[Natural-language object grounding data]
━━━
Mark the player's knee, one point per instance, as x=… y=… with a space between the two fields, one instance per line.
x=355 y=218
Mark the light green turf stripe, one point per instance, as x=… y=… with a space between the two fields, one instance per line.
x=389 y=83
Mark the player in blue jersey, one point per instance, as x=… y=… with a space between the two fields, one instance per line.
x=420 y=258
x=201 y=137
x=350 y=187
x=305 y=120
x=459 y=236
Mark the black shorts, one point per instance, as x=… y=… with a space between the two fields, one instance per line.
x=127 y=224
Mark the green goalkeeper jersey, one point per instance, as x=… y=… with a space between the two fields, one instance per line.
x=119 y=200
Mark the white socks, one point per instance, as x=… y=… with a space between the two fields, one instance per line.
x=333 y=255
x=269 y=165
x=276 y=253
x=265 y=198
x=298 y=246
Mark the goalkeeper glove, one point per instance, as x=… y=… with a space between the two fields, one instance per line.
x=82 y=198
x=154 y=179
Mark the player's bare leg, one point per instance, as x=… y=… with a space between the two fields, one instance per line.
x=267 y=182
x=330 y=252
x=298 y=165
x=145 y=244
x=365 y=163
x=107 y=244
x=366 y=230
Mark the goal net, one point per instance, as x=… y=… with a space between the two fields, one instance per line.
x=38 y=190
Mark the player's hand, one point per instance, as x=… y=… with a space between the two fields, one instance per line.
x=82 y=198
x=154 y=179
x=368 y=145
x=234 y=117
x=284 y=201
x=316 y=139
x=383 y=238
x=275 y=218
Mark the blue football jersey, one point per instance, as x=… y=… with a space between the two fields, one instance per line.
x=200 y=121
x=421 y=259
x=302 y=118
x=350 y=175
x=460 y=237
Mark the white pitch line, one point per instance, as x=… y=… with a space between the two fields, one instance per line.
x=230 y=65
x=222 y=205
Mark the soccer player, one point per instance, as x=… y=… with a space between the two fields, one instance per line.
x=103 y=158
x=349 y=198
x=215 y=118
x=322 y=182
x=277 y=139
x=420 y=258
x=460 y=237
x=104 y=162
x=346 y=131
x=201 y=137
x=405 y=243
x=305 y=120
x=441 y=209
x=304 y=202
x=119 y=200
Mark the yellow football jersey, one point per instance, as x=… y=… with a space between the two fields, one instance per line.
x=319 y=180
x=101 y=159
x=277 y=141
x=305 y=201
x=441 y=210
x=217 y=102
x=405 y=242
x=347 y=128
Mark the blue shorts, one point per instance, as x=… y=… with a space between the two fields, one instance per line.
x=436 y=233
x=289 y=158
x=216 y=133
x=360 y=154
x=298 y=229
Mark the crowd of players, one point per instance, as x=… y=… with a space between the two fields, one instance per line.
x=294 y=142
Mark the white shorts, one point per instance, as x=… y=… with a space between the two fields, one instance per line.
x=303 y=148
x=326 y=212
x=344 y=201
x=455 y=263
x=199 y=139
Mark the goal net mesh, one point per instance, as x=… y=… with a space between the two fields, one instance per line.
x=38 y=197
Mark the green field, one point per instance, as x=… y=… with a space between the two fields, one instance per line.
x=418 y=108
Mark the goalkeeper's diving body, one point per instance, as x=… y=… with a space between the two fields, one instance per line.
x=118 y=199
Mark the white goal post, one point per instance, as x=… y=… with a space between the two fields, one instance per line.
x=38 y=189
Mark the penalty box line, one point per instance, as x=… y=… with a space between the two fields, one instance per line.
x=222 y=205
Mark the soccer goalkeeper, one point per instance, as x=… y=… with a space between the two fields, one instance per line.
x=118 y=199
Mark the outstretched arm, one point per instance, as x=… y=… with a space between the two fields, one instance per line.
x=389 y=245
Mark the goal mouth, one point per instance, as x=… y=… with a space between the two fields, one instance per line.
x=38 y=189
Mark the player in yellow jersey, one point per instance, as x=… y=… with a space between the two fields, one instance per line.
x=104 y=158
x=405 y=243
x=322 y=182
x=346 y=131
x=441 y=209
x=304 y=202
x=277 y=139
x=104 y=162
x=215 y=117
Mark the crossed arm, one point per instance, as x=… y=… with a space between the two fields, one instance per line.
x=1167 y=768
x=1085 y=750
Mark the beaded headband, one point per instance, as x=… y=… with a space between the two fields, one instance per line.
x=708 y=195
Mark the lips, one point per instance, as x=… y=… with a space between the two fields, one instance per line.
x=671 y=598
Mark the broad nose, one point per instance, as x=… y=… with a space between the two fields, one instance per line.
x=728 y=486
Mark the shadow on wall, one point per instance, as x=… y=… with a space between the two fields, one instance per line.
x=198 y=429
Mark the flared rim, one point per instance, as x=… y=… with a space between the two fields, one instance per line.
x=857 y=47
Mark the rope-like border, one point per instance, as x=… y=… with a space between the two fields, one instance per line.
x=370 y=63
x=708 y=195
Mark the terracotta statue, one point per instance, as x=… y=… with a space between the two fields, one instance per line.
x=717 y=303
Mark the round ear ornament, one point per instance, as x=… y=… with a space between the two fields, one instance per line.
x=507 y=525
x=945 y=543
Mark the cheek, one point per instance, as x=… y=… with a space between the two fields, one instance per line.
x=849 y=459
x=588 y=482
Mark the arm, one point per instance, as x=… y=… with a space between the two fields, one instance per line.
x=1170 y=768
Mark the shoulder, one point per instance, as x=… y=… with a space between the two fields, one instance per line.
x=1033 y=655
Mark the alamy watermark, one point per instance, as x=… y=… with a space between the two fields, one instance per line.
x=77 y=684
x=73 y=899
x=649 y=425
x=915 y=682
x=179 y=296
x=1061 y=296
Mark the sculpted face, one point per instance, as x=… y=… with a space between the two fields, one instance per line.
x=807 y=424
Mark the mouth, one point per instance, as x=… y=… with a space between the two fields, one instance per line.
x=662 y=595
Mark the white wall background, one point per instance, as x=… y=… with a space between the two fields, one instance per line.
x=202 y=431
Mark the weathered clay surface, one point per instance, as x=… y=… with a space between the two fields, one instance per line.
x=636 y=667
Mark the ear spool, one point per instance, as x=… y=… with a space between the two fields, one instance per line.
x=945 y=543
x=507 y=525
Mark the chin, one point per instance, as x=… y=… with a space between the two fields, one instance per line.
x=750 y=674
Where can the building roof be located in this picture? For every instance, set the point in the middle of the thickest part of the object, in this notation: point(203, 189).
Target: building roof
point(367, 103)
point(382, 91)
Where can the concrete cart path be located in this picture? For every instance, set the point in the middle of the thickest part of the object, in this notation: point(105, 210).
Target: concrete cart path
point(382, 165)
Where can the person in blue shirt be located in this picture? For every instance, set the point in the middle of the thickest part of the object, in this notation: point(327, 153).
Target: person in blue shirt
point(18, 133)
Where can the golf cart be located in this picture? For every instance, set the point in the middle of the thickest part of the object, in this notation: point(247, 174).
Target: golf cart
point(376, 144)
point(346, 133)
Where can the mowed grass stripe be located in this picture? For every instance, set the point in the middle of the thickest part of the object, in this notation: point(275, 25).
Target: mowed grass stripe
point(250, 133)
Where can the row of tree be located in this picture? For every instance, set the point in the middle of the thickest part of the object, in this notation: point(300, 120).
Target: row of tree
━━━
With "tree" as the string to match, show every line of the entries above that has it.

Where can the row of tree be located in this picture? For every instance, set the point in the middle of the thickest part of the object, in this notation: point(300, 120).
Target: row of tree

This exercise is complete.